EXTRACT TO READ ->
☆ ☆ ☆ ☆ ☆ ☆ ☆
Now let’s talk Iran. Iran is completely committed to the idea the United States seeks its downfall. They hold to this like a madman to his last shreds of sanity, but at the same time, everybody knows they’re not wrong. We are seeking their downfall. And the logic is simple: sooner or later American troops will be marching in Tehran, unless they’re able to do something by which they can prevent anyone from marching in Tehran.

Nukes.

To a dictator, the great appeal of nukes is as an insurance policy. A rational adversary will change their strategic thinking when dealing with a nuclear-armed foe. Consider the Russo-Ukrainian conflict: were it not for Russia’s constant semi-credible threat of using nukes, we’d already have given Ukraine cruise missiles and the green light to target Moscow. The same basic story has been told in North Korea, in India, in Pakistan. With a credible nuclear arsenal, no outside government can end your regime. They might be able to annihilate you utterly, but you’ll never be marched in handcuffs to the Hague. That fact, by itself, tends to justify all the many (many!) political difficulties of joining the nuclear club.
☆ ☆ ☆ ☆ ☆ ☆ ☆
RECORDS SHOWN ->
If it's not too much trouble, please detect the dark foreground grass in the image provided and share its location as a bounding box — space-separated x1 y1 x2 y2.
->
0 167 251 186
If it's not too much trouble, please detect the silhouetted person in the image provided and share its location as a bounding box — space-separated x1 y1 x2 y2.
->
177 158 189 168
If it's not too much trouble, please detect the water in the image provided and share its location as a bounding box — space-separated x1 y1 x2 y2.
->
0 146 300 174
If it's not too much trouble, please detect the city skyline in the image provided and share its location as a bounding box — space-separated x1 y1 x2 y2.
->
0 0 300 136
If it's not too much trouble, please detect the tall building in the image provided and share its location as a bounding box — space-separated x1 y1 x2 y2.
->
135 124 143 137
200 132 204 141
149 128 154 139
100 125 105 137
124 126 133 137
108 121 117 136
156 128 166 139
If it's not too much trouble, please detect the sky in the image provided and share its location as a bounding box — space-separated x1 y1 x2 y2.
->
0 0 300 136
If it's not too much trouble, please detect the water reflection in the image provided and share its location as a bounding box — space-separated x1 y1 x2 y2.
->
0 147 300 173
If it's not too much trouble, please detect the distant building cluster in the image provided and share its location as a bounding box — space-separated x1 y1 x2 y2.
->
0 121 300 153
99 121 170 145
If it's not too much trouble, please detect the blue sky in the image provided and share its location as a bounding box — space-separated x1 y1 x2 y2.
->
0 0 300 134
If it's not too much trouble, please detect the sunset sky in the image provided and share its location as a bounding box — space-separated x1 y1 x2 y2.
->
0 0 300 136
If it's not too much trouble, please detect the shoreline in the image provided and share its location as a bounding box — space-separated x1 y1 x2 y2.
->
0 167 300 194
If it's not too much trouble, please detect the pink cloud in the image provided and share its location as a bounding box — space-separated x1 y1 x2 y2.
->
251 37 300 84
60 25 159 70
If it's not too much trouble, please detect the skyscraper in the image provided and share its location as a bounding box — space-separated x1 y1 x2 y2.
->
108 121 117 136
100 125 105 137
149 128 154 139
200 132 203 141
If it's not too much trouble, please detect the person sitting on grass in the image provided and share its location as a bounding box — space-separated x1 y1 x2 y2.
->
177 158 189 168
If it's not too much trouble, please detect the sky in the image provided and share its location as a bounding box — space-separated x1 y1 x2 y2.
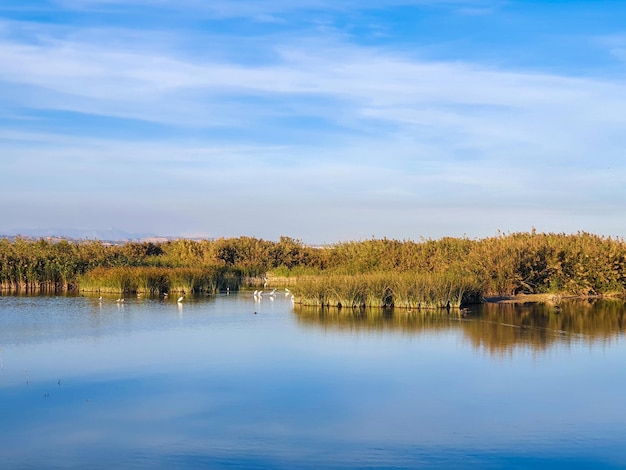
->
0 0 626 243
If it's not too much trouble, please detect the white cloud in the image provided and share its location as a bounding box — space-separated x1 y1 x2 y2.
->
0 4 626 241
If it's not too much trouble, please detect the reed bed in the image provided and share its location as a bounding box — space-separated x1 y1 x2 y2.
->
292 272 482 309
0 230 626 300
79 266 229 294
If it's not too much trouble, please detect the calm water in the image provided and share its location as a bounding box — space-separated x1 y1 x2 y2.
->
0 293 626 469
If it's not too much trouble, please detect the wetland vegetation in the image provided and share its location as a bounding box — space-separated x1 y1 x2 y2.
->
0 230 626 309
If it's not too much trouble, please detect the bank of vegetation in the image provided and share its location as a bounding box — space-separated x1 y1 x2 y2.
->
0 231 626 309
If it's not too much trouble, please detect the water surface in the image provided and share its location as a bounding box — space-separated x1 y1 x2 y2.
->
0 292 626 468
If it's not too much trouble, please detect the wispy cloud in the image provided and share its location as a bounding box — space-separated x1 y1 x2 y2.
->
0 0 626 241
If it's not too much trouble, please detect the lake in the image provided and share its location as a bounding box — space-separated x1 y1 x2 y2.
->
0 292 626 469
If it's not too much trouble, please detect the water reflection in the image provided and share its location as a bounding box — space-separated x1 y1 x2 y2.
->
295 300 626 355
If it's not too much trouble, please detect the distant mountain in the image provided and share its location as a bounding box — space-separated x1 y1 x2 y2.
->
0 227 161 241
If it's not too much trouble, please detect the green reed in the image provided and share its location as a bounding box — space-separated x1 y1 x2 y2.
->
78 266 232 294
292 272 482 309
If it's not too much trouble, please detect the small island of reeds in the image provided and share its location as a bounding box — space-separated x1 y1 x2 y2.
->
0 230 626 309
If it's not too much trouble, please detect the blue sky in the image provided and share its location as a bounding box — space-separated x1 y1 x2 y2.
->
0 0 626 243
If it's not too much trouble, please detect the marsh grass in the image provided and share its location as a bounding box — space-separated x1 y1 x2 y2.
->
79 266 232 294
292 272 482 309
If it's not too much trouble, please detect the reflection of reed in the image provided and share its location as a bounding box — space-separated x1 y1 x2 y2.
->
295 300 626 355
294 305 466 333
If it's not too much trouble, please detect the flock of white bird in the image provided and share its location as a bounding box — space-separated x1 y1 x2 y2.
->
98 282 294 304
253 288 294 302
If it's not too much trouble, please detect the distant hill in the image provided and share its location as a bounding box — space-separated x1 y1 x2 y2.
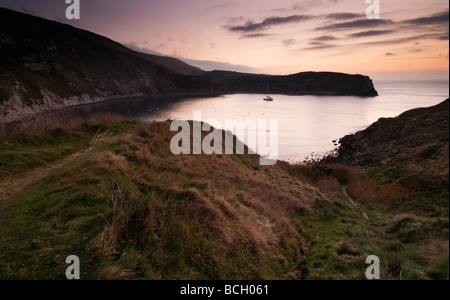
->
338 99 449 195
0 8 377 121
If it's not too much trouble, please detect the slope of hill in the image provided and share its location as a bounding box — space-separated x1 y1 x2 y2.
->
0 112 449 280
0 8 377 122
338 99 449 195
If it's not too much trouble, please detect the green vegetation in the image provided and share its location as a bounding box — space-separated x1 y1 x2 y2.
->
0 8 377 121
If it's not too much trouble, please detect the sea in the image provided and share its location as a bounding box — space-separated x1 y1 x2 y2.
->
67 81 449 163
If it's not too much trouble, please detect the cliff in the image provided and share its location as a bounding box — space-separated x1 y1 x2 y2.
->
0 8 377 122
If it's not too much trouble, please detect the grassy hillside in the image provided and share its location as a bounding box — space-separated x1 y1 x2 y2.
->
0 109 448 279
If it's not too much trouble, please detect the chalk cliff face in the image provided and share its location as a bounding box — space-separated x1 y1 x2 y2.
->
0 8 377 122
337 99 449 192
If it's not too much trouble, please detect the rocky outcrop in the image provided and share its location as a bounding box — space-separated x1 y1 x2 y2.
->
0 8 377 122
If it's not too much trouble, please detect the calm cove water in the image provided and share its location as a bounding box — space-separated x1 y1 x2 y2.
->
69 82 449 162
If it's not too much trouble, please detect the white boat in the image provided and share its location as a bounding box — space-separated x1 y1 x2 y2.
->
264 84 273 101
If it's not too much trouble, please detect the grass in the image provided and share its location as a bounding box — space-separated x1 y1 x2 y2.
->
0 113 126 178
0 116 448 280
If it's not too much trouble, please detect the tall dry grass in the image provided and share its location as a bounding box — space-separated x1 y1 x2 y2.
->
289 164 414 208
0 112 125 139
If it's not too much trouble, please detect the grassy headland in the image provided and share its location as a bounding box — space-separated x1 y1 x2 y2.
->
0 100 449 279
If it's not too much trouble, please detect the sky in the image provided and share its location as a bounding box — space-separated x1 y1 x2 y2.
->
0 0 449 80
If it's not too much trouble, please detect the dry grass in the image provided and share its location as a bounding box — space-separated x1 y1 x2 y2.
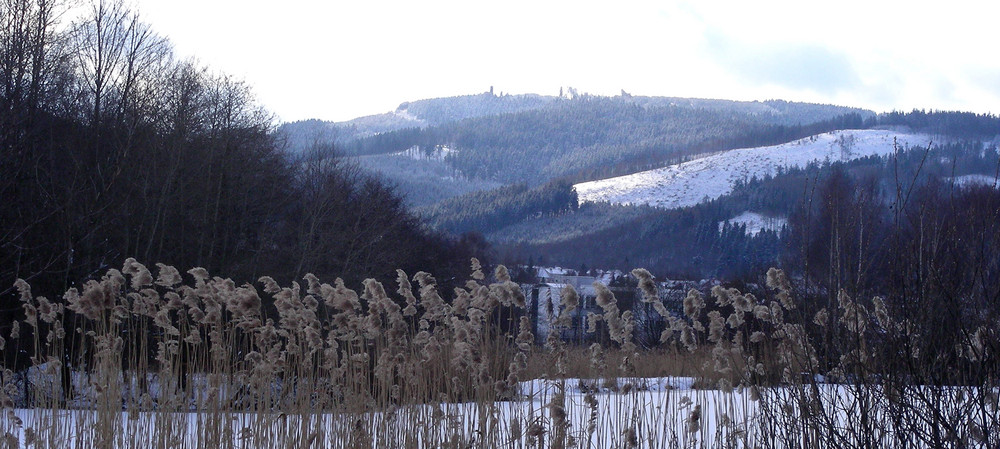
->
0 259 1000 448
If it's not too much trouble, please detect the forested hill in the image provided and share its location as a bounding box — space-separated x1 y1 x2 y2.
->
278 92 556 153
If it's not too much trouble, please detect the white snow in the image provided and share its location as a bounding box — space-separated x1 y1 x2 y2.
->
948 175 1000 187
574 129 932 209
719 211 788 235
392 109 427 126
392 145 455 162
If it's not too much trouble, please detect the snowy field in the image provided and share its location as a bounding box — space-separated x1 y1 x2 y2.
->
7 377 996 448
719 211 788 235
574 130 932 209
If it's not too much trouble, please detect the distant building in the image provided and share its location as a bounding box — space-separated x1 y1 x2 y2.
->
521 267 712 344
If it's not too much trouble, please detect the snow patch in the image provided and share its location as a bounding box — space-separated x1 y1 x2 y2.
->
946 175 1000 187
392 145 455 162
574 129 932 209
719 211 788 235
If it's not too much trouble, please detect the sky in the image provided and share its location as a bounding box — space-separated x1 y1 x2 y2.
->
127 0 1000 121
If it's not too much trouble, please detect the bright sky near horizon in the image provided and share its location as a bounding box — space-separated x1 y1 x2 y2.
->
134 0 1000 121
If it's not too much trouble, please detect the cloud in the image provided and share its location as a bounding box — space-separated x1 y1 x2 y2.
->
705 32 864 96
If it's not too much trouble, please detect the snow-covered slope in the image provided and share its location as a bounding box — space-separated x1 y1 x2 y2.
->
719 211 788 235
575 130 932 208
949 175 1000 187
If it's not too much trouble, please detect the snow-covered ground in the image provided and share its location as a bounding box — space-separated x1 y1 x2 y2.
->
719 211 788 235
9 377 996 449
950 175 1000 187
574 129 933 208
390 146 455 162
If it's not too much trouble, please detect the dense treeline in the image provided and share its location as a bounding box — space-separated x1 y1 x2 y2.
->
422 180 578 234
345 96 865 185
0 0 481 322
502 141 1000 280
866 109 1000 140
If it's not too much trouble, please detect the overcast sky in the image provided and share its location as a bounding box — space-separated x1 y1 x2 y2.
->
136 0 1000 121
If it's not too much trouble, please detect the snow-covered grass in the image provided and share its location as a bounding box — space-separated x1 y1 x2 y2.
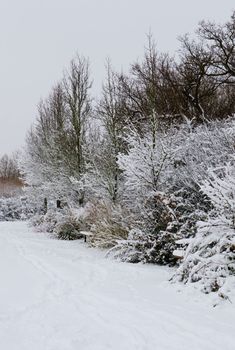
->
0 222 235 350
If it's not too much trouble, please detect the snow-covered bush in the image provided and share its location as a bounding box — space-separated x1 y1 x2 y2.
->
173 218 235 296
30 209 85 240
107 229 177 265
174 162 235 296
0 197 35 221
53 213 85 241
84 201 130 248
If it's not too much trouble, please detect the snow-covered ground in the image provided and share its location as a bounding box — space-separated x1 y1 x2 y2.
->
0 222 235 350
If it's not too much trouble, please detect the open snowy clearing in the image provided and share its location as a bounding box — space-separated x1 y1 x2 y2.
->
0 222 235 350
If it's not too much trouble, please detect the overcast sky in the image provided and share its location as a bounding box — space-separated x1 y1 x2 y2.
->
0 0 235 155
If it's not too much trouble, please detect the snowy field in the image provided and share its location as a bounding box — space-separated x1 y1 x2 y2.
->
0 222 235 350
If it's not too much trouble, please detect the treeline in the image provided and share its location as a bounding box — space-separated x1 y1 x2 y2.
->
21 13 235 300
0 154 20 182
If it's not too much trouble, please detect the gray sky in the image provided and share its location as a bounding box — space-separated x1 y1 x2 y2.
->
0 0 232 155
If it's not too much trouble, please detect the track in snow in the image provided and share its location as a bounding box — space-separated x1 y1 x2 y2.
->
0 222 235 350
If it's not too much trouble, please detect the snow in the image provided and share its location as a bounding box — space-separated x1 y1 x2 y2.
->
0 222 235 350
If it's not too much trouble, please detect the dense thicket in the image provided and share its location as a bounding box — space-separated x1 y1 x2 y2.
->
21 14 235 300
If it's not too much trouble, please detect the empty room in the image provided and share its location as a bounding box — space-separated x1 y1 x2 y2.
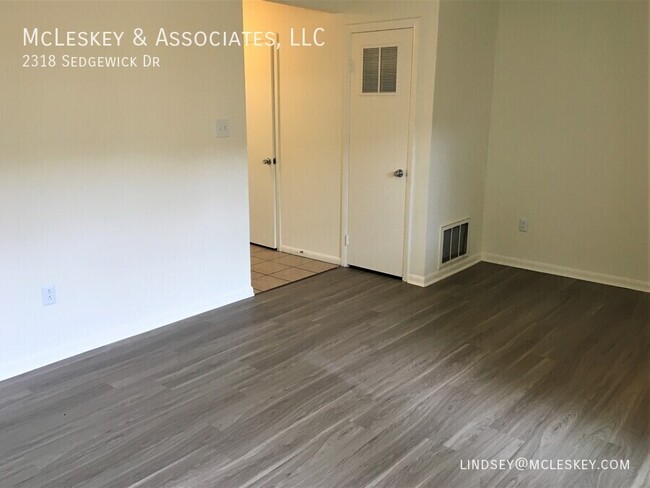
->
0 0 650 488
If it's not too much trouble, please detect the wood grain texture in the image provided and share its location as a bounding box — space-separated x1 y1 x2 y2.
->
0 263 650 488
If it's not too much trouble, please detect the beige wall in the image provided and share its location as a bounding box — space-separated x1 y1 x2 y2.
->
425 1 499 283
244 0 345 262
0 1 252 378
483 1 649 288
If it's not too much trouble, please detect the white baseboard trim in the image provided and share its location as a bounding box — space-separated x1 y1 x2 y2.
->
0 286 254 381
483 253 650 293
406 255 481 287
279 246 341 265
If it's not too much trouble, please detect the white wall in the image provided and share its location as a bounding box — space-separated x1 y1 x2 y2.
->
483 2 649 289
0 1 252 378
244 0 345 263
424 1 499 283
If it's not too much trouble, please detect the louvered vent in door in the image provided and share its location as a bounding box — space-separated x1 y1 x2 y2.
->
361 46 397 93
441 220 469 264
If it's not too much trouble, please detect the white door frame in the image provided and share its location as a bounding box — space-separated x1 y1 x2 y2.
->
271 40 282 251
341 19 420 281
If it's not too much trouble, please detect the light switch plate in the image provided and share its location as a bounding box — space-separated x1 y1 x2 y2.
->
217 119 230 137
☆ ☆ ☆ ☆ ☆ ☆ ☆
ACTION ITEM A ->
Answer these questions from the passage on Iran and nuclear weapons:
(i) What is Iran completely committed to believing about the United States?
(ii) According to the text, what is the great appeal of nukes to a dictator?
(iii) Besides Russia, which three places does the text list where "the same basic story has been told"?
ACTION ITEM B ->
Resume the passage on Iran and nuclear weapons, picking up right after its final sentence.

WRITTEN REPLY A ->
(i) That the United States seeks its downfall.
(ii) Nukes serve as an insurance policy.
(iii) North Korea, India, and Pakistan.

WRITTEN REPLY B ->
Now look at israel. On October 7, Israel was attacked in a cowardly and barbarous way by… drum roll, please… Iran. Oh, yes, Hamas technically, but Iran is their patron and there’s no way this plan went off without Iran giving their tacit approval. Enumerating the different atrocities suffered by innocent Israelis would be exhausting and pointlessly cruel: it is enough to say it was war without humanity, none whatsoever.

Between Hezballah to the north and Hamas to the west, Israel has Iranian proxies on two fronts and each has shown a disturbing willingness to commit atrocities against civilians. Israel has done an excellent job dismantling Hezballah and an exceptionally bloody job dismantling Hamas (much of the blood shed by innocent Gazans), but the fact remains their political bosses and military strategists in Iran are still cheerfully in business. Israel believes, not without justification, the following:

  • Iran has been engaged in proxy war against Israel since 1977
  • Iran at the very least tacitly approves atrocities against Israelis
  • A nuclear-armed Iran will be much more difficult to stop militarily
  • Regardless of whether those nukes are ever used against Israel, their presence will box Israel in politically and militarily and make it difficult for Israel to protect itself.

Do the math: Israel believes, not without reason, they must not permit Iran to join the nuclear club lest Iran be enabled to commit more atrocities with impunity. Ergo, the Iranian program must be ended: diplomatically if possible, by main force otherwise.

The real problem comes from Iranian nuclear labs buried deep in mountains. These are the holiest of the holies and Israel only has one weapon capable of destroying them: namely…

… nukes.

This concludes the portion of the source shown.